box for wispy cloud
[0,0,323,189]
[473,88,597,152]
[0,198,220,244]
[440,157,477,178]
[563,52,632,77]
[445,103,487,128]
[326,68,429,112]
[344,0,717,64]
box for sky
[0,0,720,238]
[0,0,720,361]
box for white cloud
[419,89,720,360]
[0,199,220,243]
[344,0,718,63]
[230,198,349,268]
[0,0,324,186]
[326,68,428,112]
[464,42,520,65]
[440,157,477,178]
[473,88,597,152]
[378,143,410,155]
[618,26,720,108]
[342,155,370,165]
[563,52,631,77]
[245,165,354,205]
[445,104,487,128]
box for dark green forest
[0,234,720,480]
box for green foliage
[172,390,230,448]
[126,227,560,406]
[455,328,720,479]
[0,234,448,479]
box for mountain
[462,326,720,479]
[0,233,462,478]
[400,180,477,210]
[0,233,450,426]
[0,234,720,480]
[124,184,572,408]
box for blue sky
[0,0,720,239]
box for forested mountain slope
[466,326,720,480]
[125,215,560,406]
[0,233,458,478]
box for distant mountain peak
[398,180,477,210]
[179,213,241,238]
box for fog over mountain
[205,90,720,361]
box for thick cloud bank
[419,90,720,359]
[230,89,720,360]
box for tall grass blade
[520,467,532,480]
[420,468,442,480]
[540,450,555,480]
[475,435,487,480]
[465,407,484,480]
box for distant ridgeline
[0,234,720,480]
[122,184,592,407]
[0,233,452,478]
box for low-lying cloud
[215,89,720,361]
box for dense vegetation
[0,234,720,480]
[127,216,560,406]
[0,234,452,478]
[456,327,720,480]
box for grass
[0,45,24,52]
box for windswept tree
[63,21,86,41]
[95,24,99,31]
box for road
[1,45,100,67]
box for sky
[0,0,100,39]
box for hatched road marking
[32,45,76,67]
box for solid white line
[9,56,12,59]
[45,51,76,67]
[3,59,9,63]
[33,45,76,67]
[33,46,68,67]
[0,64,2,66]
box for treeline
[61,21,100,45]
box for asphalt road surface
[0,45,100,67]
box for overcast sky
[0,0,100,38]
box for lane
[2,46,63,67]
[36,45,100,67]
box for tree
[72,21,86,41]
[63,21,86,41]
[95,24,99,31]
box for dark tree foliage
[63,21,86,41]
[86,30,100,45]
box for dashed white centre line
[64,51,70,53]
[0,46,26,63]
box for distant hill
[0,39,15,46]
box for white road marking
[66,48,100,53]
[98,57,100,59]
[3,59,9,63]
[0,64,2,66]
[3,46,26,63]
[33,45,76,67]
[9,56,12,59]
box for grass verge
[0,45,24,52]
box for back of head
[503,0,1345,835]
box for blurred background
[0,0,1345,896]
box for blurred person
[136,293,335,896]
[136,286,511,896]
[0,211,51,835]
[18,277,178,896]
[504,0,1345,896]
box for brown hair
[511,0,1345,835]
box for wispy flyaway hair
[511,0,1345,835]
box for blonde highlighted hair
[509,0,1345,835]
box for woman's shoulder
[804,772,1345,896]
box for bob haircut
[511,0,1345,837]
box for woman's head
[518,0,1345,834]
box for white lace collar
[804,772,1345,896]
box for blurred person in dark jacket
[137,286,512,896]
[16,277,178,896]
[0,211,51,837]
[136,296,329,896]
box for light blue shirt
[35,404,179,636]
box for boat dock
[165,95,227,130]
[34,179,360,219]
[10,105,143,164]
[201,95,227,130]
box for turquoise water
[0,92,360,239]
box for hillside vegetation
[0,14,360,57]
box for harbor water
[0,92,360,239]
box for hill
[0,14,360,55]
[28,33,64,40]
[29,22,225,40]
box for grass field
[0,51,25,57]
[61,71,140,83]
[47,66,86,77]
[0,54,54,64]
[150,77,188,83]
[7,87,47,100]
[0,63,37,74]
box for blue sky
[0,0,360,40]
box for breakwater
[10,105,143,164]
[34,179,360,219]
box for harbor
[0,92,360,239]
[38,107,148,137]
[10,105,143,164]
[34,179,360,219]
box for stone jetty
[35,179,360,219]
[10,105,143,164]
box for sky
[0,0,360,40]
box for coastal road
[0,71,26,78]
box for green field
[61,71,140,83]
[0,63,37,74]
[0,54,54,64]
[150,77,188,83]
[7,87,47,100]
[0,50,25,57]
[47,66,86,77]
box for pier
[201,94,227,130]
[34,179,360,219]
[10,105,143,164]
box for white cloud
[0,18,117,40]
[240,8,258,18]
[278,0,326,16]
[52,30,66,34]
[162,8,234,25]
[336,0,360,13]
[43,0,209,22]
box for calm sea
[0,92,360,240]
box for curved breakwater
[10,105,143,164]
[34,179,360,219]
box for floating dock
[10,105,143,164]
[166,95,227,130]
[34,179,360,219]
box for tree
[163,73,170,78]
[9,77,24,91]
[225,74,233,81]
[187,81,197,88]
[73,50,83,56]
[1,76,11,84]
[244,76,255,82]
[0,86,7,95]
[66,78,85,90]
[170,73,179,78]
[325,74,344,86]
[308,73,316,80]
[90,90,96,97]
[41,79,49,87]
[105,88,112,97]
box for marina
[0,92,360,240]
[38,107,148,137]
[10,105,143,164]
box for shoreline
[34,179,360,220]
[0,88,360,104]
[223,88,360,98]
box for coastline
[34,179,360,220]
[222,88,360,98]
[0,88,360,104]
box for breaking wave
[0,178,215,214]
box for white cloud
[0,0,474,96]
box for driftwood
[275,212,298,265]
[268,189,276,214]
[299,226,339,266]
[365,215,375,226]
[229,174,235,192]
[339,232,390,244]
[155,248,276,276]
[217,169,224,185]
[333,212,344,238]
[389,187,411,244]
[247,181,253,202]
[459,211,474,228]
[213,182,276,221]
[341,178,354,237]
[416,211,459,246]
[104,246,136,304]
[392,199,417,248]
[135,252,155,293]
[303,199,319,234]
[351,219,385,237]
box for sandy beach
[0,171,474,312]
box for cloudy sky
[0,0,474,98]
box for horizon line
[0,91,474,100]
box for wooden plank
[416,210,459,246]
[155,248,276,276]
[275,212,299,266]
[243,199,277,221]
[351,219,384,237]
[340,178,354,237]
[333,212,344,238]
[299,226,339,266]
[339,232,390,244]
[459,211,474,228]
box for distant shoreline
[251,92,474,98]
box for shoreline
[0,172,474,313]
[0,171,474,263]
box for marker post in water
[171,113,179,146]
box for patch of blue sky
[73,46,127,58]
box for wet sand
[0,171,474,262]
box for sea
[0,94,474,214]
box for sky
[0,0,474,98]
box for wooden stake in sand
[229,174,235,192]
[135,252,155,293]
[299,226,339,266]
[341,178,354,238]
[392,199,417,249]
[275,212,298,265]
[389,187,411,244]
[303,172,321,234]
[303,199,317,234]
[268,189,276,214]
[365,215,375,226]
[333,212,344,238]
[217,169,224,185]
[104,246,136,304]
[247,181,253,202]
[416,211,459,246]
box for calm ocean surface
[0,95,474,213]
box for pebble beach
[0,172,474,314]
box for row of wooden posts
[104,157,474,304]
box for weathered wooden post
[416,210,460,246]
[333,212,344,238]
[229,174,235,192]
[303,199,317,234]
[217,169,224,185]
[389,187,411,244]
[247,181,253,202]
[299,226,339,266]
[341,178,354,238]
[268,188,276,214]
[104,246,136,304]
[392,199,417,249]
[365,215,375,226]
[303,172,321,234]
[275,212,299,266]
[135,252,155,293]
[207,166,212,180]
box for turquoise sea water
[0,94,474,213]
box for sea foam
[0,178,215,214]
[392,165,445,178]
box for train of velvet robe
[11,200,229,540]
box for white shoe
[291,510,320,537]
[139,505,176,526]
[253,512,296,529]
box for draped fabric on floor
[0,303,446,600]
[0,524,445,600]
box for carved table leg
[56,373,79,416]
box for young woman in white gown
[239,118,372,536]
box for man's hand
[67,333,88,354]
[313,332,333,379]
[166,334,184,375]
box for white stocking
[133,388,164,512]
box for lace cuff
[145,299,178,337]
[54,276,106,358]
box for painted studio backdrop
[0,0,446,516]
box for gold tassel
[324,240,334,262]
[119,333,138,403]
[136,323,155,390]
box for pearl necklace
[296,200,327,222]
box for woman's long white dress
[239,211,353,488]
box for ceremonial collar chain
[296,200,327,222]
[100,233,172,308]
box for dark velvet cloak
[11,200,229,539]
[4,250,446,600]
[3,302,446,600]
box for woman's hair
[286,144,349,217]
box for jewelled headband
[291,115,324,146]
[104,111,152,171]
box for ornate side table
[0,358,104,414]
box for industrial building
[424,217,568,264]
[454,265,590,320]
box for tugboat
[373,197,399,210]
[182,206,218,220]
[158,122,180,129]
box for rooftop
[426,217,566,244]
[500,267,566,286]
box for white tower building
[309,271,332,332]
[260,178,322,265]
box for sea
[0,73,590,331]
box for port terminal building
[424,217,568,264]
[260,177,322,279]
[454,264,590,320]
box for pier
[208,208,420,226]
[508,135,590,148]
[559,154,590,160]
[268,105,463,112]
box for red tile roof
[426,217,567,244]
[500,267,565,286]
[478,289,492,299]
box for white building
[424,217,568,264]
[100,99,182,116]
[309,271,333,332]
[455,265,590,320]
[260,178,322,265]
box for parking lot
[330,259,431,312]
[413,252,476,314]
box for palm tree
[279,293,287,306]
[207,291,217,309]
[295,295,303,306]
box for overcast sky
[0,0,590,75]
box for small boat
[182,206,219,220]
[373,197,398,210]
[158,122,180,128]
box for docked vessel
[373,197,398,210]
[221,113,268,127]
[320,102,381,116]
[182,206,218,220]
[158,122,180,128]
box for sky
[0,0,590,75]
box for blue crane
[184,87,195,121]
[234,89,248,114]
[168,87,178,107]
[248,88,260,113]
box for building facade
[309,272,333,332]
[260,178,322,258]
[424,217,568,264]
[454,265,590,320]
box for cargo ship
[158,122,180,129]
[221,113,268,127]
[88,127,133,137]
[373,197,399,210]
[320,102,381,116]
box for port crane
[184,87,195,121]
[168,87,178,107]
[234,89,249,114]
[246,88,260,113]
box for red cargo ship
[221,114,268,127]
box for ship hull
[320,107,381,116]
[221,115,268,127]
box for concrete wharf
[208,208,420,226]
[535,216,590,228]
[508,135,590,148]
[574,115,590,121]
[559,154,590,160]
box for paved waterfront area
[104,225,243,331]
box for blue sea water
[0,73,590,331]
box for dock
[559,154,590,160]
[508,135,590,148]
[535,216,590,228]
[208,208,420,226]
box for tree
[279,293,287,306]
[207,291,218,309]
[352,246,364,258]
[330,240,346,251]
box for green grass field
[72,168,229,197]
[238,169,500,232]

• _What the exercise asks_
Copy the records word for word, starting with the line that contains "box for lace cuff" and going on through the line that contains "[3,302,446,600]".

• _Solution to this task_
box for lace cuff
[145,299,178,337]
[54,276,106,358]
box for painted studio backdrop
[0,0,446,516]
box for gold tassel
[324,240,334,262]
[119,333,138,403]
[136,323,155,390]
box for pearl necklace
[296,200,327,222]
box for woman's long white dress
[239,211,353,488]
box for ceremonial collar chain
[296,200,327,222]
[100,233,172,308]
box for dark velvet cloak
[11,200,229,539]
[4,250,446,600]
[3,302,446,600]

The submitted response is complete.